◆ **Records for this exercise**
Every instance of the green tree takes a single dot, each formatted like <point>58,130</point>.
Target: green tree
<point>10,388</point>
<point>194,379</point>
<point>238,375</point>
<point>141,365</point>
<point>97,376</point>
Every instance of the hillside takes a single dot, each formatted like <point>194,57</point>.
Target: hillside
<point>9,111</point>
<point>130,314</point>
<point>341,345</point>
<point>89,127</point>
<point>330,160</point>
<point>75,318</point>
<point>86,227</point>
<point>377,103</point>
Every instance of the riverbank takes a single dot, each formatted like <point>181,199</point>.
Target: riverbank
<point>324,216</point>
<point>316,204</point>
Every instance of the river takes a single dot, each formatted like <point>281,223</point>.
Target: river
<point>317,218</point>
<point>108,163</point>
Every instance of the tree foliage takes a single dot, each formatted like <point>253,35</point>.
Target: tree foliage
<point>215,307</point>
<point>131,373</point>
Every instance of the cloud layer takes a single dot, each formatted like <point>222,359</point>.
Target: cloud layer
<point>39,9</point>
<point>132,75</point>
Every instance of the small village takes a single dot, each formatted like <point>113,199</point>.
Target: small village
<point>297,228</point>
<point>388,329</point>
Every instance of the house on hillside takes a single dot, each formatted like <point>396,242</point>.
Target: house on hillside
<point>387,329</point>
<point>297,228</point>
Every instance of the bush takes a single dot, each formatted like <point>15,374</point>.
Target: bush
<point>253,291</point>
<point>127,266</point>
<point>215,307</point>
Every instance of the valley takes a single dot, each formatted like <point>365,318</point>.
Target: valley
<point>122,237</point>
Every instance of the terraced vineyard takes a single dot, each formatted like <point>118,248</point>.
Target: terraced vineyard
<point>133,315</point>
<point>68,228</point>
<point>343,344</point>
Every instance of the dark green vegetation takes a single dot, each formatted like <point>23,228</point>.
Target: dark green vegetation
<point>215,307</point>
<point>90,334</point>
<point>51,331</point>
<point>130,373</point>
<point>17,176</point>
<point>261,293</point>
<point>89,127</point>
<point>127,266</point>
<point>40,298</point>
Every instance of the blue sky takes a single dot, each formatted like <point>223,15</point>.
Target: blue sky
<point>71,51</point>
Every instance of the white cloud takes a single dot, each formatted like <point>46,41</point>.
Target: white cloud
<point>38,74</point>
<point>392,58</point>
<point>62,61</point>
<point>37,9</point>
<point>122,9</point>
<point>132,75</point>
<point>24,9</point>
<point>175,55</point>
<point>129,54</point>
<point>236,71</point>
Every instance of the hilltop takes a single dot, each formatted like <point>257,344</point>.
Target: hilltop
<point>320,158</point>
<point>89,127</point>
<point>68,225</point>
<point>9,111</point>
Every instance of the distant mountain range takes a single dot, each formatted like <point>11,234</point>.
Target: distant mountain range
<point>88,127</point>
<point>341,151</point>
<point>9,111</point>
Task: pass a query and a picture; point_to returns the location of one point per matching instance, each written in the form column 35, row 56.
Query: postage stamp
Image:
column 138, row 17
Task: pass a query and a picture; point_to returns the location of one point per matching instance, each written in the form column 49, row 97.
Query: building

◆ **Exercise aim**
Rewrite all the lines above as a Markdown table with the columns Row and Line, numbering each row and leaving out blank lines.

◆ **Worked solution**
| Row | Line |
|---|---|
| 1 | Every instance of the green tree takes a single dot, each formatted like <point>58,130</point>. |
| 2 | Target: green tree |
| 3 | <point>10,388</point> |
| 4 | <point>194,379</point> |
| 5 | <point>238,375</point> |
| 6 | <point>141,365</point> |
| 7 | <point>97,376</point> |
| 8 | Every instance of the hillside takes a single dot, each formatted like <point>194,57</point>. |
| 9 | Target: hillside |
| 10 | <point>9,111</point> |
| 11 | <point>130,314</point> |
| 12 | <point>341,345</point> |
| 13 | <point>89,127</point> |
| 14 | <point>330,160</point> |
| 15 | <point>75,318</point> |
| 16 | <point>86,227</point> |
| 17 | <point>377,103</point> |
| 18 | Every instance of the riverbank takes a single dot, each formatted like <point>181,199</point>. |
| 19 | Target: riverbank |
| 20 | <point>324,216</point> |
| 21 | <point>316,204</point> |
| 22 | Every instance of the river takes a single dot, each formatted like <point>281,223</point>. |
| 23 | Target: river |
| 24 | <point>317,218</point> |
| 25 | <point>108,163</point> |
| 26 | Every instance of the tree foliage takes a single dot, each formatted like <point>253,35</point>. |
| 27 | Target: tree foliage |
| 28 | <point>215,307</point> |
| 29 | <point>131,373</point> |
| 30 | Every instance of the cloud layer takes a single dot, each formatted like <point>222,359</point>. |
| 31 | Target: cloud layer |
| 32 | <point>39,9</point> |
| 33 | <point>132,75</point> |
| 34 | Every instance of the small village takes a single dot, each formatted like <point>113,199</point>. |
| 35 | Target: small village |
| 36 | <point>297,228</point> |
| 37 | <point>388,329</point> |
| 38 | Every instance of the house on hillside takes a single dot, each formatted like <point>396,242</point>. |
| 39 | Target: house on hillside |
| 40 | <point>387,329</point> |
| 41 | <point>297,228</point> |
| 42 | Every instance of the bush takes a single dot, each formatted like <point>15,374</point>. |
| 43 | Target: bush |
| 44 | <point>253,291</point> |
| 45 | <point>127,266</point> |
| 46 | <point>215,307</point> |
| 47 | Every instance of the valley takes a single dot, each formatted like <point>365,318</point>. |
| 48 | Target: valley |
| 49 | <point>122,237</point> |
| 50 | Every instance of the terraced vineyard takes a single dot, each formatted like <point>118,248</point>. |
| 51 | Target: terraced vineyard |
| 52 | <point>133,315</point> |
| 53 | <point>68,228</point> |
| 54 | <point>343,344</point> |
| 55 | Every instance of the dark green vegetation takes a single dot, each formatted like <point>23,228</point>. |
| 56 | Target: dark green vegetation |
| 57 | <point>215,307</point> |
| 58 | <point>90,334</point> |
| 59 | <point>51,331</point> |
| 60 | <point>130,373</point> |
| 61 | <point>17,176</point> |
| 62 | <point>261,293</point> |
| 63 | <point>89,127</point> |
| 64 | <point>127,266</point> |
| 65 | <point>40,298</point> |
| 66 | Every instance of the blue sky takes a single dot, each formatted like <point>223,15</point>. |
| 67 | Target: blue sky |
| 68 | <point>71,51</point> |
| 69 | Every instance of the white cloud takes a single dot, each formatted like <point>46,41</point>. |
| 70 | Target: white cloud |
| 71 | <point>38,74</point> |
| 72 | <point>392,58</point> |
| 73 | <point>62,61</point> |
| 74 | <point>37,9</point> |
| 75 | <point>122,9</point> |
| 76 | <point>132,75</point> |
| 77 | <point>24,9</point> |
| 78 | <point>175,55</point> |
| 79 | <point>129,54</point> |
| 80 | <point>236,71</point> |
| 81 | Every instance of the hilltop takes a single dot, each formatted like <point>257,344</point>. |
| 82 | Target: hilltop |
| 83 | <point>320,158</point> |
| 84 | <point>89,127</point> |
| 85 | <point>68,225</point> |
| 86 | <point>9,111</point> |
| 87 | Every instance of the distant mountain range takes a single dot, each formatted like <point>11,234</point>. |
| 88 | Target: distant mountain range |
| 89 | <point>88,127</point> |
| 90 | <point>341,151</point> |
| 91 | <point>9,111</point> |
| 92 | Task: pass a query and a picture; point_to returns the location of one point per matching instance, each written in the form column 35, row 56. |
| 93 | Query: postage stamp |
| 94 | Image: |
| 95 | column 138, row 17 |
| 96 | Task: pass a query and a picture; point_to returns the location of one point per matching instance, each written in the form column 49, row 97. |
| 97 | Query: building |